__Your task__. From the line containing "of the window" through the last line of the data, return those lines exactly as written and nothing more.

::: Given entries :::

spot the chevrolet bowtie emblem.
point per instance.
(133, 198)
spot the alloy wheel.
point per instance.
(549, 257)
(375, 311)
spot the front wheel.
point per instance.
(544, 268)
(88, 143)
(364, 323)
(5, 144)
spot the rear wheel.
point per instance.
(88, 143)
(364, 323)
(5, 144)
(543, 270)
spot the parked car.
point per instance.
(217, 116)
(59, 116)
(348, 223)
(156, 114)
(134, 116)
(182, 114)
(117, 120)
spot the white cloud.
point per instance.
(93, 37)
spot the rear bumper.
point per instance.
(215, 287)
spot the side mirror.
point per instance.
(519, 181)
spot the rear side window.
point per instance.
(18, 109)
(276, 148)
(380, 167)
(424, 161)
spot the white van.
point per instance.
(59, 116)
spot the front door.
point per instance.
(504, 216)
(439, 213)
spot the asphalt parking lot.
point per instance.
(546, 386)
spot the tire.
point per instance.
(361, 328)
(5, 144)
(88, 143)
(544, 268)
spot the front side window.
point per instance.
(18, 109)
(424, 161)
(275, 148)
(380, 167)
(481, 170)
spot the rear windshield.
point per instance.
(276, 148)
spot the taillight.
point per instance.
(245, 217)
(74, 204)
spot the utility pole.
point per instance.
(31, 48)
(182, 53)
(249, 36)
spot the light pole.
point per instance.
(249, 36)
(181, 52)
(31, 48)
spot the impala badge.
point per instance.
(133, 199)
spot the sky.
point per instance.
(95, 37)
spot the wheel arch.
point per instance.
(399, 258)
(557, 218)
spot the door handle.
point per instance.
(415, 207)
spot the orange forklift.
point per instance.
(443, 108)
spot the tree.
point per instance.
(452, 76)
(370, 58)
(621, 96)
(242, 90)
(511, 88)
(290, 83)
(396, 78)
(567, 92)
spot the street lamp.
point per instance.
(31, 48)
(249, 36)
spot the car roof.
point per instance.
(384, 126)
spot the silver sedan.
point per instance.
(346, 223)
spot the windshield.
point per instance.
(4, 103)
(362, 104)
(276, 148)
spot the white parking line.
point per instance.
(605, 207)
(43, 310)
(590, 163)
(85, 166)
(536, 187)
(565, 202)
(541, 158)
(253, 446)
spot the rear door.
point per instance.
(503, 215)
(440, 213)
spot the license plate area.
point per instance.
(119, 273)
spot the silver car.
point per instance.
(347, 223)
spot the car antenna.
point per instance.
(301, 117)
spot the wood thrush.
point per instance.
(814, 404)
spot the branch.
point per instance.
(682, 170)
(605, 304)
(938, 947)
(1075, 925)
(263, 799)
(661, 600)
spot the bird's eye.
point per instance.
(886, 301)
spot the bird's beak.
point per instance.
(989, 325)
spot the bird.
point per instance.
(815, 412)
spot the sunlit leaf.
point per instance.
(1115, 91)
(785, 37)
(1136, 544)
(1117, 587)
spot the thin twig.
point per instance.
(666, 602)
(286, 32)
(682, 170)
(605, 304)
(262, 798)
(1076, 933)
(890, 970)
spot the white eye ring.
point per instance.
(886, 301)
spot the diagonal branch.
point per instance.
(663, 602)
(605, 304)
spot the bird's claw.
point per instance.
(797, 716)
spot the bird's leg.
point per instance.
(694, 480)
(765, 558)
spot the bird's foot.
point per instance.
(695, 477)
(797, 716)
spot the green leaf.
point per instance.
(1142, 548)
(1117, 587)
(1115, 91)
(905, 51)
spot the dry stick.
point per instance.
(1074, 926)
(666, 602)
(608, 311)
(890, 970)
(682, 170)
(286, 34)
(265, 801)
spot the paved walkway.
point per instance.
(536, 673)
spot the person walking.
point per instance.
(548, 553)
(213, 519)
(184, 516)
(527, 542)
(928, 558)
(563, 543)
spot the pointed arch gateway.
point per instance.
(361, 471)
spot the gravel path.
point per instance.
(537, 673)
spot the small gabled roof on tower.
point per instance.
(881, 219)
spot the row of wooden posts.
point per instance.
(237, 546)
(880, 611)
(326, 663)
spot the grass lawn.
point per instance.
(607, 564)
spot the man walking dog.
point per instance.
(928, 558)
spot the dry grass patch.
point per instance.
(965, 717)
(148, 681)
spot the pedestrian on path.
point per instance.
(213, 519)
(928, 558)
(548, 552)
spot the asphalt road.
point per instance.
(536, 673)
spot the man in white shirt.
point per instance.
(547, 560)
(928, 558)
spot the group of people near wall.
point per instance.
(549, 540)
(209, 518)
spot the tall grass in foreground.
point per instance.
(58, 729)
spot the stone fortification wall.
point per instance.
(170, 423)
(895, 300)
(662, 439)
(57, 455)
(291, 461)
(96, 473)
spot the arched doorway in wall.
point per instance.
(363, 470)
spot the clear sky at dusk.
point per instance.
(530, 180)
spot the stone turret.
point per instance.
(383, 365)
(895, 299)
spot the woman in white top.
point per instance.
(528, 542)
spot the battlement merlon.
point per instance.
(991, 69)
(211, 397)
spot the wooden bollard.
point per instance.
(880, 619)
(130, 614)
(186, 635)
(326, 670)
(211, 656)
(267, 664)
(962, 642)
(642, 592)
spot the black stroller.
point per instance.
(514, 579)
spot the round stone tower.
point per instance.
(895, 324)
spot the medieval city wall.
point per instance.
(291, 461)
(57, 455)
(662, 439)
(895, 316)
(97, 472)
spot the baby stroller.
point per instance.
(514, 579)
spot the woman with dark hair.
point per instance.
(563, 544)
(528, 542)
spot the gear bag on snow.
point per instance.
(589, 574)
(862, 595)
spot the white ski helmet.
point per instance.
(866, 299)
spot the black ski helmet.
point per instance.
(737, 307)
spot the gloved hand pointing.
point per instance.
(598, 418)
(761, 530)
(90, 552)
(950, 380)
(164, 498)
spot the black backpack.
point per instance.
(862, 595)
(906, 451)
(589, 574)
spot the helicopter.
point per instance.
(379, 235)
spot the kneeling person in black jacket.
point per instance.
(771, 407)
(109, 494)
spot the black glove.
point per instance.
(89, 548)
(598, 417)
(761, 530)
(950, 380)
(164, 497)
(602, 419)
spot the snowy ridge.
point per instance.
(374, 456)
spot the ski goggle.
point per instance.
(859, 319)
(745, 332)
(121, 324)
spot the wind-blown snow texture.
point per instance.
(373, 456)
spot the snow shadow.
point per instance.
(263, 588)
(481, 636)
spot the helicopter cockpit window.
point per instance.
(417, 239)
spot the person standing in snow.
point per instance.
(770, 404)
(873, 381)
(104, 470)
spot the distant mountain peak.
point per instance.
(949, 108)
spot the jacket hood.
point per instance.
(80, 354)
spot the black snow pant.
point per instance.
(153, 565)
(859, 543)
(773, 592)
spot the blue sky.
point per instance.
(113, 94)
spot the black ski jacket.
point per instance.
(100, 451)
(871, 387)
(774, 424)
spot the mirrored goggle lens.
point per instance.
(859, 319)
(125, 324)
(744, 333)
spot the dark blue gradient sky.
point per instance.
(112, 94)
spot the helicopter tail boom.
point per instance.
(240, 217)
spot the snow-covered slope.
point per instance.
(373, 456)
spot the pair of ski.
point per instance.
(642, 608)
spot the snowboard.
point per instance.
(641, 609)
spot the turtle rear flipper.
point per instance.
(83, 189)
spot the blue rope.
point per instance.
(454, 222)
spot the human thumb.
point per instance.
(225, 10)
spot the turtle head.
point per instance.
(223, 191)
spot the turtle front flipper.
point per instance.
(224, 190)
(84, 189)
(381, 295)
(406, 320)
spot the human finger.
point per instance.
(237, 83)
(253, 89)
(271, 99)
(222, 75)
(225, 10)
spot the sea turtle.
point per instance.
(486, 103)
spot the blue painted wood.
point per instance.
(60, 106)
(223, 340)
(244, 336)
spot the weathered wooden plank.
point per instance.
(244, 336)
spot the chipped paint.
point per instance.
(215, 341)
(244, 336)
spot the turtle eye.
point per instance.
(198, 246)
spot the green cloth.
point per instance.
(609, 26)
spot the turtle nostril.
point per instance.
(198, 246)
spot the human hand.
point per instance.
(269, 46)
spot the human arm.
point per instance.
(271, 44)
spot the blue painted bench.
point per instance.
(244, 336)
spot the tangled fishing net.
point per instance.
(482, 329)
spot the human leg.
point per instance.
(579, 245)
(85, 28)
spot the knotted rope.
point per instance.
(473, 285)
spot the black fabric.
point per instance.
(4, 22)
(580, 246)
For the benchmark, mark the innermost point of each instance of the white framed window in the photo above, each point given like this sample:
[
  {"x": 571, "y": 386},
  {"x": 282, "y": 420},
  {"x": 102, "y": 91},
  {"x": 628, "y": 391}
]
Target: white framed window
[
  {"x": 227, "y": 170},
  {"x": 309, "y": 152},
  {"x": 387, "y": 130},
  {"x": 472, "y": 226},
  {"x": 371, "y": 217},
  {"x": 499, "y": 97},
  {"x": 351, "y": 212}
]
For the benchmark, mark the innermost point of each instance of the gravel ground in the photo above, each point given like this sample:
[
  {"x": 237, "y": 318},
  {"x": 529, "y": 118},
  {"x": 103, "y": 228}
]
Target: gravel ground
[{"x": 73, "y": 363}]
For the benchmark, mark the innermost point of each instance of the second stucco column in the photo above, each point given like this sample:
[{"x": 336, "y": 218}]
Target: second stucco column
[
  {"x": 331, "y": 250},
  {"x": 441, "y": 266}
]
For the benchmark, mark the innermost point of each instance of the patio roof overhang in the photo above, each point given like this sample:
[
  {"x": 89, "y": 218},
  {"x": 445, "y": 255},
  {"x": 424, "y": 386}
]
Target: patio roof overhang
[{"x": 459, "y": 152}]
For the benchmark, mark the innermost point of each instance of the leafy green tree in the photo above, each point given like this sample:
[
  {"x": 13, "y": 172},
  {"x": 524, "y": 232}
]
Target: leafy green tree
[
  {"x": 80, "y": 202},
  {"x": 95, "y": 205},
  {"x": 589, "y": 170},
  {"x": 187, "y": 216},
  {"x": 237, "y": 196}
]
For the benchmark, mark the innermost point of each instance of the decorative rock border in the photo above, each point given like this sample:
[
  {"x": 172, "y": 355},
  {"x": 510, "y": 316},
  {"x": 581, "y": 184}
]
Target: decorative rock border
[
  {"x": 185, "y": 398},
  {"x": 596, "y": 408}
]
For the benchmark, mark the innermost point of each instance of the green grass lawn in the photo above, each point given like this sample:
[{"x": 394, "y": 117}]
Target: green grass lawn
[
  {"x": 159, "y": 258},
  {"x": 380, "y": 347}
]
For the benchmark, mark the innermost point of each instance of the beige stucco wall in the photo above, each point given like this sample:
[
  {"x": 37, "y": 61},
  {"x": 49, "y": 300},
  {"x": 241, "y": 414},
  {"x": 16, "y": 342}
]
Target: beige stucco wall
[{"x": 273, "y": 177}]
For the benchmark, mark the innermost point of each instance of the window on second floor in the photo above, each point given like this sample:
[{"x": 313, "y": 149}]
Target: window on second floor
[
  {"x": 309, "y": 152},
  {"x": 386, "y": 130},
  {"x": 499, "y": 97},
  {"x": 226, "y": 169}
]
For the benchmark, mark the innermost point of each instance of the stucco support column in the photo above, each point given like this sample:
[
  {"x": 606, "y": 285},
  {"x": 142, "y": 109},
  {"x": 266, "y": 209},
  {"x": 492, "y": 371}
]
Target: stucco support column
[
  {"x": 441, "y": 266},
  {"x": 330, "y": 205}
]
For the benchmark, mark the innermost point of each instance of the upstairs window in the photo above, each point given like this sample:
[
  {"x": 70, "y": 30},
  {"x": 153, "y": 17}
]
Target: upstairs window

:::

__Full answer__.
For the benchmark, mark the innermost point of each instance of the window on second floor in the photo above, each point given like this sample:
[{"x": 313, "y": 149}]
Target: window on second floor
[
  {"x": 309, "y": 152},
  {"x": 386, "y": 130},
  {"x": 499, "y": 97},
  {"x": 226, "y": 169}
]
For the benchmark, mark the innermost point of each instance of the stucco support column in the photo above, each point given like this sample:
[
  {"x": 606, "y": 285},
  {"x": 142, "y": 109},
  {"x": 266, "y": 209},
  {"x": 492, "y": 371}
]
Target: stucco support column
[
  {"x": 441, "y": 266},
  {"x": 330, "y": 205}
]
For the benchmark, mark the innermost point of each instance of the upstairs window in the photo above, each point given like this sample:
[
  {"x": 70, "y": 30},
  {"x": 153, "y": 17}
]
Target: upstairs window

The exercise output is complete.